Page →
(begin)

From Iran to Yemen, As`ad AbuKhalil summarizes the bipartisan consistency with which Israeli interests dominate in U.S. foreign policy.
By As`ad AbuKhalil
Special to Consortium News
During the last presidential campaign, Joe Biden and his supporters raised high expectations about the impact his victory would have on foreign policy. U.S. and European mainstream media — which all but campaigned vigorously for Biden — made a fuss about former President Donald Trump’s penchant for alliance with despots. The previous president was often mocked for his close relations with Egyptian and Saudi leaders for example (of course, he was never mocked for his closeness to Israeli Prime Minister Benjamin Netanyahu because Western media don’t mind the Israeli occupation and aggression).
These media left the impression that Trump was the first U.S. president to coddle dictators in the Middle East and beyond. The media — uncharacteristically — turned the murder of Jamal Khashoggi into a cause celebre and made taking action against the Saudi Crown Prince Muhammad Bin Salman, or MbS, for ordering the killing of The Washington Post columnist, a primary foreign policy issue. It was raised repeatedly in the campaign and even in presidential debates and press interviews. Biden volunteered that MbS had no redeeming quality and — for the first time in U.S.-Saudi relations — declared the Saudi regime a “pariah.”

(end)

Source excerpt →
(begin)

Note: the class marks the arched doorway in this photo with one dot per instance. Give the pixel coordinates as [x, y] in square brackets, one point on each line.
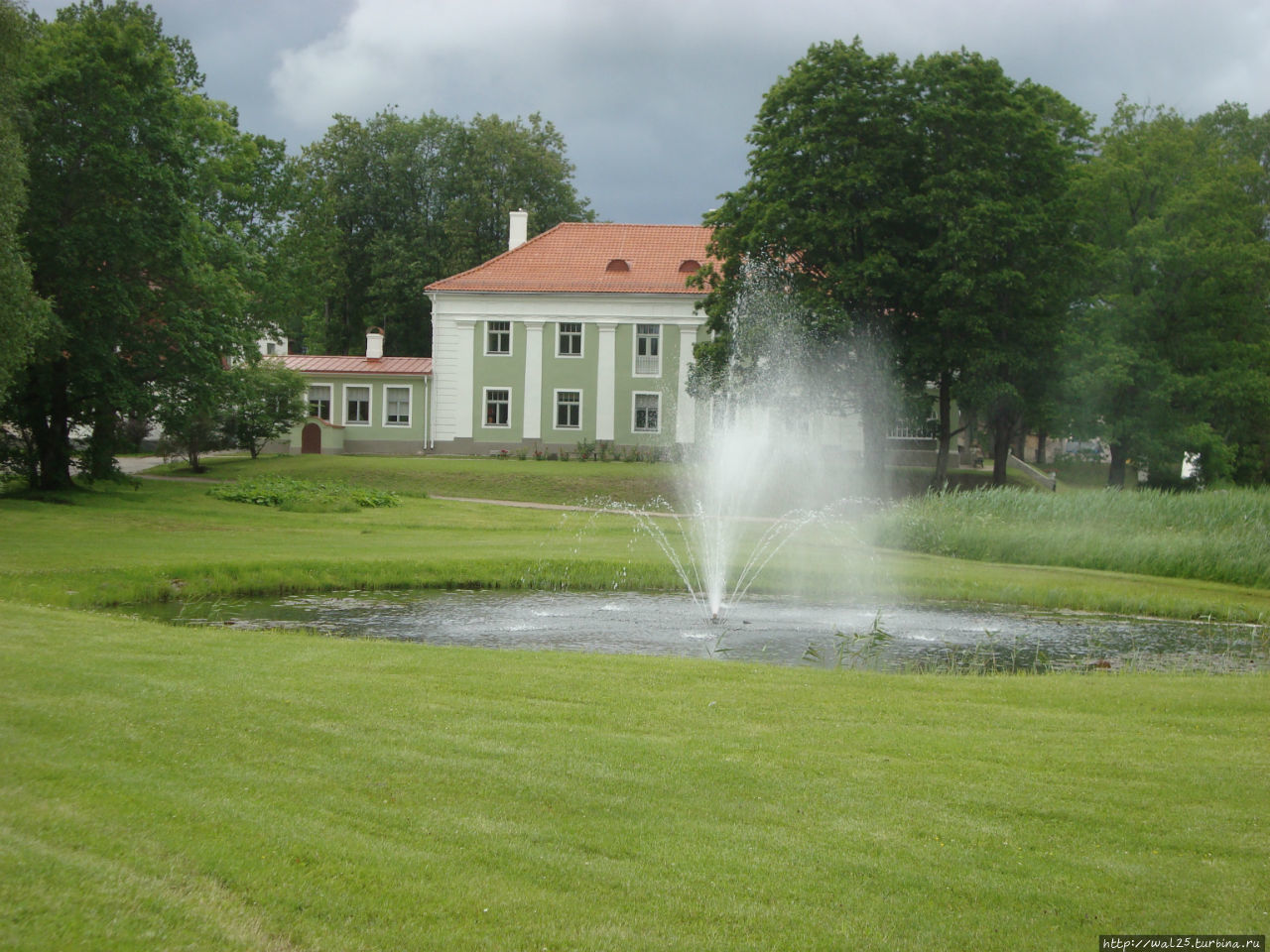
[310, 438]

(end)

Stated problem 1 → Please write out the stretch of the article on U.S. Middle East policy from "From Iran to" through "occupation and aggression).".
Stated problem 2 → According to the article on U.S. Middle East policy, what word did Biden use to describe the Saudi regime?
Stated problem 3 → Carry on the article on U.S. Middle East policy, picking up after its last sentence.

Exercise answer 1 →
From Iran to Yemen, As`ad AbuKhalil summarizes the bipartisan consistency with which Israeli interests dominate in U.S. foreign policy.
By As`ad AbuKhalil
Special to Consortium News
During the last presidential campaign, Joe Biden and his supporters raised high expectations about the impact his victory would have on foreign policy. U.S. and European mainstream media — which all but campaigned vigorously for Biden — made a fuss about former President Donald Trump’s penchant for alliance with despots. The previous president was often mocked for his close relations with Egyptian and Saudi leaders for example (of course, he was never mocked for his closeness to Israeli Prime Minister Benjamin Netanyahu because Western media don’t mind the Israeli occupation and aggression).

Exercise answer 2 → He declared it a "pariah."

Exercise answer 3 →
It would not be the first time a U.S. presidential candidate would backtrack on U.S. policy toward Saudi Arabia.
Barack Obama, Trump and John Kerry all threatened Saudi Arabia with various reprisals if they were elected. The reality is by now well known.
Kerry, as Obama’s secretary of state, enjoyed close relations with the Saudi regime and even hosted MbS in his home in D.C. We were told at the time that Kerry was impressed that a Saudi prince could play the piano.
U.S. foreign policy is too deeply entrenched with imperialist interests to be easily altered by new presidents, even if they are genuinely interested in reorienting foreign policy — in the Middle East primarily, or anywhere.
After several months of the Biden administration, it is becoming clear that the new administration is not that different from the Trump administration, as far as U.S. foreign policy in the Middle East is concerned. Almost all of the Trump initiatives are being kept intact.
Israel: The U.S. has preserved the relocation of its embassy from occupied Jaffa (“Tel Aviv”) to occupied Jerusalem, and major construction is underway in Jerusalem for it. Biden may inaugurate the new embassy, which would officially and juridically seal U.S. recognition of Israeli occupation of Jerusalem, thereby putting a nail on the coffin of the “two-state solution.” The U.S. has also not voiced criticism of the major expansion of Jewish settlements in the West Bank, and Secretary of State Antony Blinken has not reversed Trump’s official recognition of the Israeli occupation of the Golan Heights. Furthermore, the Biden administration is as pleased with Arab despotic rapprochement with Israel as Trump was. In fact, MbS may find that the closet way to Biden’s heart, and even to the hearts of liberal media, is through a peace treaty with Israel.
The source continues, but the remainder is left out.